▶ Page:
━━━━━━

Sebastian Gorka showed the way

Sebastian Gorka is a controversial intelligence analyst who served briefly in the Trump administration. He subsequently attended a summit at the White House on the subject of social media. At the summit, Voice of America’s White House correspondent Steve Herman hit Gorka with an ambush question. The live exchange did not go well for Herman.

Herman: Mr. Gorka, if you believe in not blocking anybody, that everybody should have a fair chance–

Gorka: I don’t.

Herman: You block me–

Gorka: I don’t.

Herman: Block hundreds and hundreds of–

Gorka: I block whoever I want to. I block 16,000 people.

Herman: Why?

Gorka: Because they’re asshats, that’s why.

Herman: Am I an asshat?

Gorka: If I blocked you, yeah.

Without weighing in on the posterior headgear question, boy was Gorka on to something.

━━━━━━

▶ Required task 1:
Answer these questions using the passage about Sebastian Gorka:
(a) Which news organization is Steve Herman a White House correspondent for?
(b) How many people does Gorka say he blocks?
(c) What was the subject of the White House summit Gorka attended?
▶ Required task 2:
Quote, in order, every line Gorka speaks in the exchange within the passage about Sebastian Gorka.
The data after this text is not needed for anything here.

▶ Material:
━━━━━━

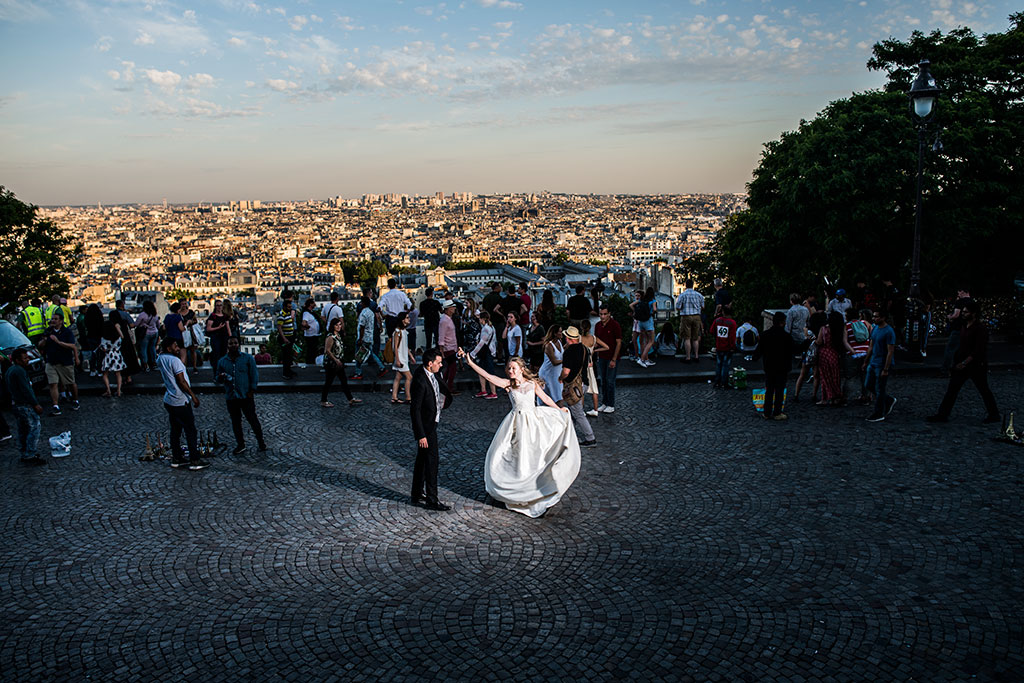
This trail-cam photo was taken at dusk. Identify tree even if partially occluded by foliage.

━━━━━━

▶ Worked solution 1:
(a) Voice of America
(b) 16,000
(c) Social media

▶ Worked solution 2:
1. "I don't."
2. "I don't."
3. "I block whoever I want to. I block 16,000 people."
4. "Because they're asshats, that's why."
5. "If I blocked you, yeah."